**Aim of the exercise:**
Copy the following data word for word, leaving every line unchanged.

[Dataset excerpt]
○ ○ ○ ○

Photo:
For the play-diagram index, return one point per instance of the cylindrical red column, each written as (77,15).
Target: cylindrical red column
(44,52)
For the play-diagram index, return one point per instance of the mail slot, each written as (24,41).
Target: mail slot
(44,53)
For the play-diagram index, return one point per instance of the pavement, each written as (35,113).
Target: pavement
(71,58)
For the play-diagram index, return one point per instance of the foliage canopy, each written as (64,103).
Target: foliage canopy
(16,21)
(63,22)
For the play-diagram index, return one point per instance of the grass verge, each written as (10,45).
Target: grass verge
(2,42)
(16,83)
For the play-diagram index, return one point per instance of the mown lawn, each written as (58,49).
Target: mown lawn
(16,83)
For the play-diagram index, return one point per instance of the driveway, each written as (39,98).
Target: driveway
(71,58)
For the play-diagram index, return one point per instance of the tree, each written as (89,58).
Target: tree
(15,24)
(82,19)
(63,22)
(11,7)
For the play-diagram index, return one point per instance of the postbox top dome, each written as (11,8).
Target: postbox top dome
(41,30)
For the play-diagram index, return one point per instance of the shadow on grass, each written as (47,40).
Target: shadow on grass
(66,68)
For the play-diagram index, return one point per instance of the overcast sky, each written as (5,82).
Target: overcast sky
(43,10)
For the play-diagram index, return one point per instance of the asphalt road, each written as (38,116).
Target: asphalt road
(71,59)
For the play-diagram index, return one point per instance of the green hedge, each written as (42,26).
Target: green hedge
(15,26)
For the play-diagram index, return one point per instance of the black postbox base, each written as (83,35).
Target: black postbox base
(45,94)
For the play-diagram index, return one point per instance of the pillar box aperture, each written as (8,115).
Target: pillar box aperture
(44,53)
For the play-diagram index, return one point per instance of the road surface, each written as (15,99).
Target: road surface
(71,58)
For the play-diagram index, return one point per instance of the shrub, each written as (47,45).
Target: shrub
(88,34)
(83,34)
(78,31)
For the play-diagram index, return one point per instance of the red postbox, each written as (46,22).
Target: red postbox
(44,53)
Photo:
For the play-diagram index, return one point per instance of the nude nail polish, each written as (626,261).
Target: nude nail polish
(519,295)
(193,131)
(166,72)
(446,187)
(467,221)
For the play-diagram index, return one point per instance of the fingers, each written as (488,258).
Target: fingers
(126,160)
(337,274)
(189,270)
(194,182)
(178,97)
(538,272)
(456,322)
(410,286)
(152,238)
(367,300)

○ ○ ○ ○

**Exercise solution:**
Photo:
For the play-diagram index, return one point per instance of the cylindrical red column, each written as (77,15).
Target: cylindrical red column
(44,52)
For the play-diagram index, return one point per instance of the mail slot, each written as (24,41).
Target: mail slot
(44,53)
For the play-diagram index, return one point per instance of the pavement, each written as (35,113).
Target: pavement
(71,58)
For the play-diagram index, return one point per instance of the foliage canopy, each written as (64,103).
Target: foliage canopy
(16,21)
(63,22)
For the play-diagram index, return one point per instance of the grass verge, each written as (10,45).
Target: grass verge
(2,42)
(16,83)
For the play-diagram index, return one point per instance of the mown lawn, each written as (58,49).
Target: mown lawn
(16,83)
For the play-diagram index, return one point per instance of the driveway, each written as (39,98).
Target: driveway
(71,58)
For the play-diagram index, return one point per instance of the tree, each written as (89,58).
Target: tree
(15,24)
(82,19)
(63,22)
(11,7)
For the play-diagram index, return one point per instance of the postbox top dome, each written as (11,8).
Target: postbox top dome
(41,30)
For the play-diagram index, return one point per instance of the shadow on grass, each written as (47,40).
Target: shadow on grass
(66,68)
For the play-diagram index, return one point per instance of the overcast sky, each written as (5,82).
Target: overcast sky
(43,10)
For the play-diagram index, return one point per instance of the asphalt road, each written as (38,116).
Target: asphalt road
(71,59)
For the play-diagram index, return one point per instance of the green hedge, each written as (42,26).
Target: green hedge
(15,26)
For the play-diagram index, return one point per instance of the black postbox base, each written as (83,35).
Target: black postbox base
(45,94)
For the play-diagram index, return one point per instance of the pillar box aperture, each written as (8,115).
Target: pillar box aperture
(44,53)
For the play-diagram index, return one point per instance of the road surface, each written as (15,99).
Target: road surface
(71,58)
For the play-diagram index, return one point per instance of the shrub, each written as (47,45).
Target: shrub
(88,34)
(83,34)
(78,31)
For the play-diagram index, return one point per instance of the red postbox, each written as (46,22).
Target: red postbox
(44,53)
Photo:
For the play-diagram index, return one point per instance of the nude nail polish, each written as (626,261).
Target: nude nail polish
(519,295)
(193,131)
(166,72)
(446,187)
(467,221)
For the play-diagram index, return one point per instance of the fingers, each written as (488,258).
Target: fingers
(126,160)
(337,274)
(189,270)
(194,182)
(178,97)
(538,272)
(456,322)
(410,286)
(152,238)
(367,300)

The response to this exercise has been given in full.